◆ **TASK INSTRUCTIONS**:
A: Summarize the passage on India's Budget and foreign investment in two sentences.
B: Restate the Budget passage from "In its recent" through "the RBI said.", putting "infrastructure projects" wherever "investment projects" appears.
C: Write what comes next in the passage on India's Budget and foreign investment, picking up after its final sentence.

◆ **SUPPLIED TEXT**:

- - - - - - -

However, substantial increase in capital outlay may be difficult for the Centre given its over stretched finances wrecked by the pandemic-related relief measures and increased healthcare spending as well as fall in both tax and non-tax revenues.

With States’ finances also equally strained, the Budget may look to incentivise foreign investors through FDI-friendly policies and initiatives which will create more jobs and lead to a multiplier effect.

In its recent report on State finances, the Reserve Bank of India said that States are trying to achieve the budgeted levels of fiscal deficit through large cutbacks on both revenue and capital expenditure to compensate for cyclical shortfalls in tax collections

“State governments may have to face the difficult choice of putting investment projects on hold, but, given the multiplier associated with capital spending, this will inevitably entail growth losses in a vicious circle feeding itself,” the RBI said.

FDI investment into India has been growing consistently over the years. In FY20, FDI equity inflow into India rose 13 per cent to a record $49.97 billion from $44.36 billion a year earlier. In FY21, it has already touched $30 billion between April and September 2020.

- - - - - - -

Natural language descriptions of regions
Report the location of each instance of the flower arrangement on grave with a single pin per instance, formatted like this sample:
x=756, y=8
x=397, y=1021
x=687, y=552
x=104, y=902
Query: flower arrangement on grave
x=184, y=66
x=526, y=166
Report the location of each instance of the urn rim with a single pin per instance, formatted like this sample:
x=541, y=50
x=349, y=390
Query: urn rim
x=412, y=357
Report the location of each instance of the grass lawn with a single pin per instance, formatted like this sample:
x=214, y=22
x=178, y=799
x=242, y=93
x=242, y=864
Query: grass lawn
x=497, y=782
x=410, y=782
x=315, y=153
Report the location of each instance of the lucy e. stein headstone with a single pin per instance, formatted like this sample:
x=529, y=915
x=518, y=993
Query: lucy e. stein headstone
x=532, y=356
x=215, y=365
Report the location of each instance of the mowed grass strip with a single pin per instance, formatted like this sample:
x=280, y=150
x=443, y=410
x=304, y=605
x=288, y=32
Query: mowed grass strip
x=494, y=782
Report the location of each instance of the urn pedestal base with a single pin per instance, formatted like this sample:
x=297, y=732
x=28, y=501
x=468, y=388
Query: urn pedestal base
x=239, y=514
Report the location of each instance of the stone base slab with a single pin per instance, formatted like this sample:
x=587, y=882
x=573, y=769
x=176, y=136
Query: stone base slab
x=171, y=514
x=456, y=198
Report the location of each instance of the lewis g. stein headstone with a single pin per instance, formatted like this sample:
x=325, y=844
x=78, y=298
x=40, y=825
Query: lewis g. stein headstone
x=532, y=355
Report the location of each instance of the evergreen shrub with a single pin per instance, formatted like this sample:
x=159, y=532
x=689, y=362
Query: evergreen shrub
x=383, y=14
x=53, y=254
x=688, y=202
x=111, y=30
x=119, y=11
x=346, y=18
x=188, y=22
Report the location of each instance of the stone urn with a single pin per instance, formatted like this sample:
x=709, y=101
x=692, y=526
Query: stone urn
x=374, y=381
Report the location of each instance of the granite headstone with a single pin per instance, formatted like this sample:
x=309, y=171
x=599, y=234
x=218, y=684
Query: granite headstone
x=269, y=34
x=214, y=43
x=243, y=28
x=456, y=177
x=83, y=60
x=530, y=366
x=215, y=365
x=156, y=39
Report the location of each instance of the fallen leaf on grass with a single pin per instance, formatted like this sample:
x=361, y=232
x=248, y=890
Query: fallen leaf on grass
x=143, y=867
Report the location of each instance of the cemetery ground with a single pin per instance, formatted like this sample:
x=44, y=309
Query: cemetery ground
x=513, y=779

- - - - - - -

◆ **ACTIVITY ANSWERS**:
A: The Centre may struggle to raise capital outlay substantially because pandemic relief, higher healthcare spending and falling revenues have strained its finances, and the RBI reports that States are cutting both revenue and capital expenditure, which may put investment projects on hold and cause growth losses. With both levels of government strained, the Budget may instead seek to attract foreign investors through FDI-friendly policies, and FDI equity inflows have grown steadily, reaching a record $49.97 billion in FY20 and $30 billion in April to September 2020.

B:
In its recent report on State finances, the Reserve Bank of India said that States are trying to achieve the budgeted levels of fiscal deficit through large cutbacks on both revenue and capital expenditure to compensate for cyclical shortfalls in tax collections

“State governments may have to face the difficult choice of putting infrastructure projects on hold, but, given the multiplier associated with capital spending, this will inevitably entail growth losses in a vicious circle feeding itself,” the RBI said.

C:
In the current fiscal, Singapore remained the top source country for FDI with an inflow of $8.3 billion followed by the US ($7.12 billion) and Cayman Islands ($2.10 billion).

“We have seen heightened interest from countries like the US, Italy, UK, Japan and Germany,” FDI India’s Yadav said, adding, “With the Prime Minister himself making a strong pitch to foreign companies to take advantage of the stable tax regime and attractive FDI policies in India, We are optimistic that the trend is likely to continue in 2021.”

Attractive sectors

Among sectors, computer software & hardware received the highest inflow as on date in FY21, followed by service sector and trading.

“With the government relaxing FDI norms for various sectors, services, IT, telecom, pharma, automobiles and chemicals are likely to see continued FDI flows,” Yadav added.